What is expected> Rewrite the part of the rows that begins with the line containing "like x=573, y=181." and ends with the line containing "x=674, y=306" as a numbered list, including both of those lines and leaving out any blank lines. Do not include any lines outside that part.
**** Records provided
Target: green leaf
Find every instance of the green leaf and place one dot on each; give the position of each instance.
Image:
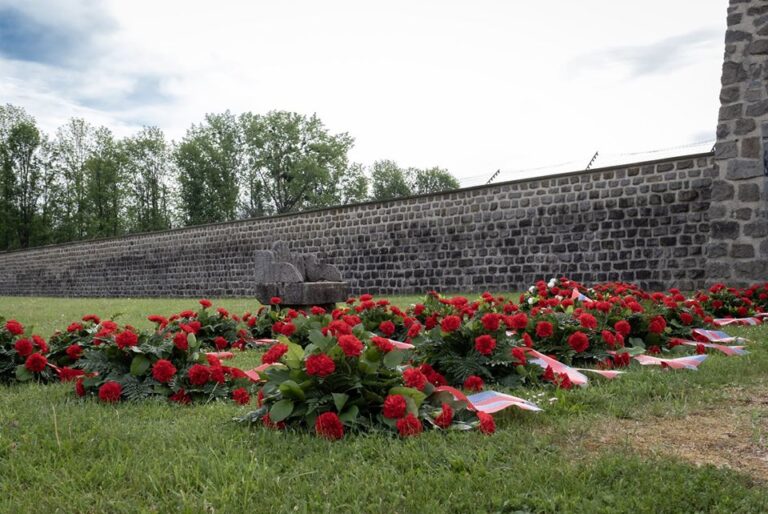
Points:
(291, 389)
(139, 365)
(280, 410)
(23, 374)
(294, 355)
(409, 392)
(349, 416)
(193, 343)
(393, 359)
(340, 399)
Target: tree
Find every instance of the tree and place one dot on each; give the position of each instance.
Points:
(391, 181)
(104, 187)
(208, 159)
(388, 181)
(147, 168)
(354, 184)
(73, 147)
(293, 161)
(432, 180)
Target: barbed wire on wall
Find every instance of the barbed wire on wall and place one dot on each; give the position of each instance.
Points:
(599, 159)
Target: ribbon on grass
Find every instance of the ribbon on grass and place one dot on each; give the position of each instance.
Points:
(543, 361)
(728, 350)
(222, 355)
(722, 322)
(715, 336)
(489, 401)
(691, 362)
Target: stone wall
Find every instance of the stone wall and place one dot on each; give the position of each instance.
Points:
(738, 251)
(645, 223)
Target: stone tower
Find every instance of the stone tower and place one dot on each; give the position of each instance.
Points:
(738, 248)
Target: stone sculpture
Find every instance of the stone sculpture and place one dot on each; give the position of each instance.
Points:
(301, 281)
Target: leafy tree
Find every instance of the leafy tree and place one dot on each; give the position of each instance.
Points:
(354, 184)
(388, 181)
(293, 160)
(208, 159)
(147, 169)
(432, 180)
(391, 181)
(104, 186)
(73, 147)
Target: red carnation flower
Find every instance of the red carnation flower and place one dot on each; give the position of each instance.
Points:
(450, 323)
(544, 329)
(267, 422)
(217, 374)
(274, 354)
(220, 343)
(320, 365)
(241, 396)
(657, 325)
(588, 321)
(110, 392)
(350, 345)
(180, 341)
(387, 328)
(383, 344)
(23, 347)
(67, 374)
(126, 338)
(74, 351)
(517, 322)
(163, 371)
(181, 397)
(415, 378)
(578, 341)
(487, 424)
(519, 354)
(445, 418)
(474, 383)
(329, 426)
(79, 388)
(394, 406)
(485, 344)
(409, 426)
(40, 343)
(490, 321)
(36, 363)
(199, 374)
(14, 327)
(623, 327)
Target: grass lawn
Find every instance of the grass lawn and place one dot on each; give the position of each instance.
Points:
(649, 441)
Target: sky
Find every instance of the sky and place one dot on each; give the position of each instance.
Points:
(527, 88)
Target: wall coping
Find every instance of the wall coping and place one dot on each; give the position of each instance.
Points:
(368, 203)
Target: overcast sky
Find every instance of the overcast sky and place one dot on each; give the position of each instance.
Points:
(472, 86)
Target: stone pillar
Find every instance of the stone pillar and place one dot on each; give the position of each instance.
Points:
(738, 249)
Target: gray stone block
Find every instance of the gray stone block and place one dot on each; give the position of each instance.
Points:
(741, 169)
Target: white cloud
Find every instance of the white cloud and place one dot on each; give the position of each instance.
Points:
(469, 86)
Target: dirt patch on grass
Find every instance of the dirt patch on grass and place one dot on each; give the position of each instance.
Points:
(733, 434)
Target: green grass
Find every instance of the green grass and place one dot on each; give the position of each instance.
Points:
(58, 453)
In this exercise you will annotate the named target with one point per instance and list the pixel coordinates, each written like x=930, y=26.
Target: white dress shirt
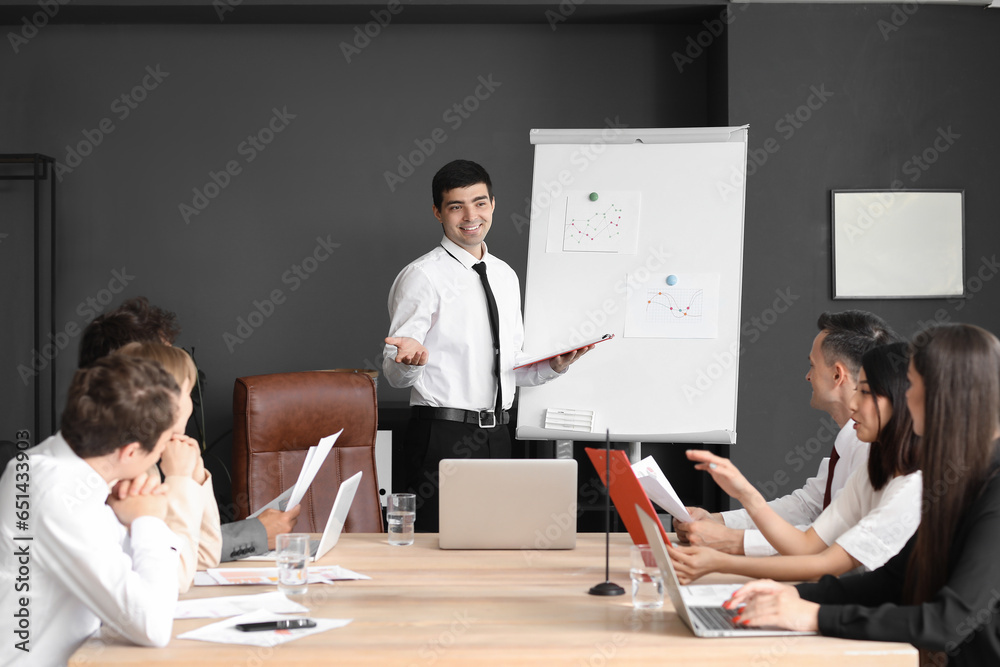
x=438, y=300
x=872, y=525
x=801, y=507
x=82, y=567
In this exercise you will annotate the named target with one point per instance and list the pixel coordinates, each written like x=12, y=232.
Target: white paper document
x=234, y=605
x=708, y=595
x=280, y=503
x=225, y=632
x=314, y=461
x=243, y=576
x=658, y=488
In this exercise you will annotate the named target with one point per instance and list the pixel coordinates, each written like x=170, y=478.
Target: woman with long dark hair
x=941, y=592
x=871, y=519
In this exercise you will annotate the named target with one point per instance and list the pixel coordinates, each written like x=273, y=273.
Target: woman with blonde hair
x=191, y=509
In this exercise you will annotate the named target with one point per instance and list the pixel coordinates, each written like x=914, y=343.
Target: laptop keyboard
x=715, y=618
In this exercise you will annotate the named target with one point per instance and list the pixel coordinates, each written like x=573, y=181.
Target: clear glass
x=647, y=580
x=400, y=514
x=293, y=562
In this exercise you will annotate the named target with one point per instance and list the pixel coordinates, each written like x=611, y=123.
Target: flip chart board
x=637, y=233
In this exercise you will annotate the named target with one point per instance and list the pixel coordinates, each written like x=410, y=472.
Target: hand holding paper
x=314, y=461
x=658, y=488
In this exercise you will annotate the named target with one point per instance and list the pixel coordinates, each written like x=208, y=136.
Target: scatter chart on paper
x=675, y=306
x=594, y=228
x=603, y=221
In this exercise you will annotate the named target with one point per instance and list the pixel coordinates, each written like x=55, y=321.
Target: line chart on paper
x=674, y=306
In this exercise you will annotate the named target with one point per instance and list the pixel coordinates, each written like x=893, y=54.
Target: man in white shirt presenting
x=82, y=537
x=455, y=328
x=834, y=364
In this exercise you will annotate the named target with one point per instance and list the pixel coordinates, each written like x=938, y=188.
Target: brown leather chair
x=276, y=418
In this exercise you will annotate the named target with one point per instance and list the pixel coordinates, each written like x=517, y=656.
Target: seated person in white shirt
x=441, y=345
x=834, y=363
x=191, y=509
x=100, y=552
x=866, y=525
x=137, y=320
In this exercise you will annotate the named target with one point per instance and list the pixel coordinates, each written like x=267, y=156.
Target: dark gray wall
x=322, y=176
x=892, y=91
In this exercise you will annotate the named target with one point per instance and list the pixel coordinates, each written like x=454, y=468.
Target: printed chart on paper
x=675, y=306
x=607, y=224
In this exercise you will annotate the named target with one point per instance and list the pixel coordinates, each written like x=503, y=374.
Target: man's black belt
x=482, y=418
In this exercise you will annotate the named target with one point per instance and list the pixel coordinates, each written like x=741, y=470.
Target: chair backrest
x=276, y=418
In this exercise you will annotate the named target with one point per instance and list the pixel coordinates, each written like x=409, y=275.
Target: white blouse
x=872, y=526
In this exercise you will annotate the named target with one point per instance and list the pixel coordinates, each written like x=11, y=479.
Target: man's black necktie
x=491, y=306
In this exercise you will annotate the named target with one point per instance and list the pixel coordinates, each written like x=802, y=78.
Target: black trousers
x=428, y=441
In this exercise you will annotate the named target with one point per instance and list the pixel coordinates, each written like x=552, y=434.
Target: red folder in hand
x=626, y=492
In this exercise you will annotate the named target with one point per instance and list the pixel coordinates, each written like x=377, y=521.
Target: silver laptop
x=700, y=607
x=334, y=525
x=507, y=503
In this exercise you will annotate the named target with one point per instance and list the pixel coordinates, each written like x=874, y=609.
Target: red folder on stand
x=626, y=492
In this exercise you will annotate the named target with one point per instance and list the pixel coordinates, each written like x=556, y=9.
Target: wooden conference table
x=424, y=607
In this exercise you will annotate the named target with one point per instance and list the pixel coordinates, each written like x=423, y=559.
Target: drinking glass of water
x=647, y=580
x=293, y=554
x=401, y=512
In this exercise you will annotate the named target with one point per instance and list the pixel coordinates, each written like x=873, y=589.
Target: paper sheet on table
x=243, y=576
x=708, y=595
x=658, y=488
x=280, y=503
x=311, y=467
x=225, y=632
x=234, y=605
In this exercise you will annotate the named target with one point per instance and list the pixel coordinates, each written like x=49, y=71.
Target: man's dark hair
x=458, y=174
x=136, y=320
x=155, y=321
x=116, y=401
x=852, y=333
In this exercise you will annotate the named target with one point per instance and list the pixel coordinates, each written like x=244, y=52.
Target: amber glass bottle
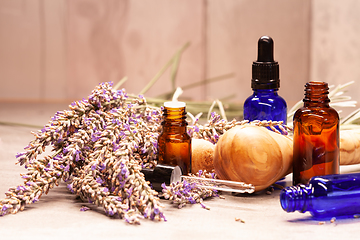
x=174, y=143
x=316, y=135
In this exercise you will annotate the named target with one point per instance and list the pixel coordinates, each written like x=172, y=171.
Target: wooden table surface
x=58, y=216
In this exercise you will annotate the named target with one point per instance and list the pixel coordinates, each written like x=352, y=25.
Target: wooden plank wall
x=59, y=50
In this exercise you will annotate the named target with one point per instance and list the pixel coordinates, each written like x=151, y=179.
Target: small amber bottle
x=316, y=135
x=174, y=143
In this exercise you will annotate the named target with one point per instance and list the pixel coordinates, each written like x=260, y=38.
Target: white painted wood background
x=59, y=50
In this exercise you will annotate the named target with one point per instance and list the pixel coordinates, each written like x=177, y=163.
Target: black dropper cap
x=265, y=71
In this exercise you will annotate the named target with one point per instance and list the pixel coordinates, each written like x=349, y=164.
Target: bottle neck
x=295, y=198
x=316, y=94
x=264, y=92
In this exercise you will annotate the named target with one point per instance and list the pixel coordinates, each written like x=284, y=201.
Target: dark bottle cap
x=265, y=71
x=162, y=174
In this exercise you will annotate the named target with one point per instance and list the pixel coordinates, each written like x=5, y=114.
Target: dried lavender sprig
x=182, y=193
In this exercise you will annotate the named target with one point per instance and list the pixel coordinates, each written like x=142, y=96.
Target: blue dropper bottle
x=265, y=103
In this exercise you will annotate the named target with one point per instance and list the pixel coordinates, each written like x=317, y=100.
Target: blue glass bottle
x=324, y=196
x=265, y=103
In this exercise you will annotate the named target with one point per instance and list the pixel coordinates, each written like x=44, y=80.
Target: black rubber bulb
x=265, y=49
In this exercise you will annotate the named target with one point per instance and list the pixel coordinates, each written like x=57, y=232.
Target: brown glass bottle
x=316, y=135
x=174, y=143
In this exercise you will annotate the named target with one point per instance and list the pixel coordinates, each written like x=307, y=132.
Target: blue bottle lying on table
x=324, y=196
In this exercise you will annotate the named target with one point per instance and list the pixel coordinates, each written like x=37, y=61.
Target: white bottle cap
x=174, y=104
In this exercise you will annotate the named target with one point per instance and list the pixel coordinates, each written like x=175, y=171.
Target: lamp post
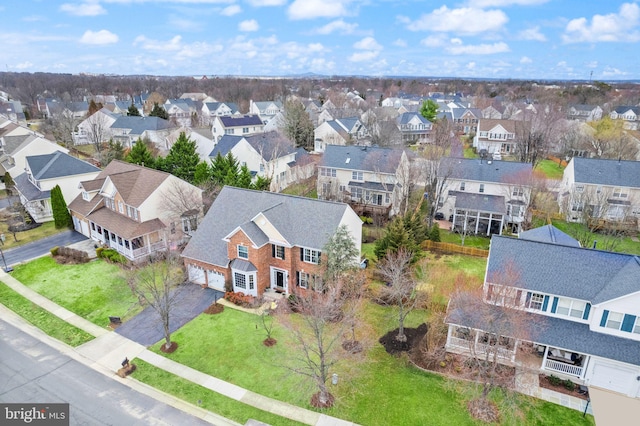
x=7, y=269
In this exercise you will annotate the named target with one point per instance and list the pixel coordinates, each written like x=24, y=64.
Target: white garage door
x=216, y=280
x=196, y=275
x=607, y=376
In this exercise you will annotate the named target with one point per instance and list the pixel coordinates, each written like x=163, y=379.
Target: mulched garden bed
x=545, y=383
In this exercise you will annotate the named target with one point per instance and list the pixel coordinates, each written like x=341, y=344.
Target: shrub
x=240, y=299
x=569, y=385
x=554, y=380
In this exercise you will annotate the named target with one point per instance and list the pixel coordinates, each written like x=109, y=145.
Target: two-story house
x=243, y=125
x=135, y=210
x=465, y=120
x=414, y=128
x=267, y=110
x=42, y=173
x=268, y=155
x=595, y=188
x=373, y=180
x=630, y=115
x=582, y=112
x=484, y=196
x=578, y=310
x=498, y=136
x=341, y=131
x=257, y=241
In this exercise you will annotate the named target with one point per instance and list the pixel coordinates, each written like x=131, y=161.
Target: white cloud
x=400, y=43
x=532, y=34
x=260, y=3
x=365, y=55
x=311, y=9
x=248, y=25
x=338, y=26
x=234, y=9
x=504, y=3
x=367, y=43
x=465, y=20
x=23, y=65
x=99, y=37
x=478, y=49
x=83, y=9
x=620, y=27
x=437, y=40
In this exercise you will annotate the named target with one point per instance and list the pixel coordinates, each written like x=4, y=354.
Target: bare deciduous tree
x=157, y=283
x=400, y=289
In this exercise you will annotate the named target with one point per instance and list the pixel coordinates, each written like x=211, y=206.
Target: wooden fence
x=454, y=248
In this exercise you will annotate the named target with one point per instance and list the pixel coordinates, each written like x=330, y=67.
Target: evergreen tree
x=429, y=110
x=141, y=155
x=61, y=216
x=133, y=111
x=158, y=111
x=182, y=159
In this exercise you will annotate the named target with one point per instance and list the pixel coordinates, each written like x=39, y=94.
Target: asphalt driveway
x=146, y=327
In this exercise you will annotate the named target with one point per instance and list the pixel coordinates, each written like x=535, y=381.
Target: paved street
x=31, y=371
x=40, y=247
********
Task output>
1. In this exercise you will annotate the named target with one point per instance and list the pixel coordinates, each written like x=573, y=181.
2. Target: clear glass
3. x=647, y=580
4. x=400, y=514
5. x=293, y=562
6. In this exercise you will annotate the named target with one point per instance and list the pixel coordinates, each written like x=611, y=123.
7. Target: flip chart board
8. x=637, y=233
9. In this exercise you will annotate the named target with one point per instance and list the pixel coordinates, each written like x=410, y=472.
10. Target: hand holding paper
11. x=314, y=461
12. x=658, y=488
13. In this exercise you will annotate the named target with one point per instance and list the pixel coordinates, each written like x=208, y=136.
14. Target: scatter chart on paper
15. x=675, y=306
16. x=594, y=228
17. x=603, y=221
18. In this exercise you will annotate the named target with one point per instance and list the pixel coordinates, each written like x=55, y=321.
19. Target: line chart on paper
20. x=674, y=306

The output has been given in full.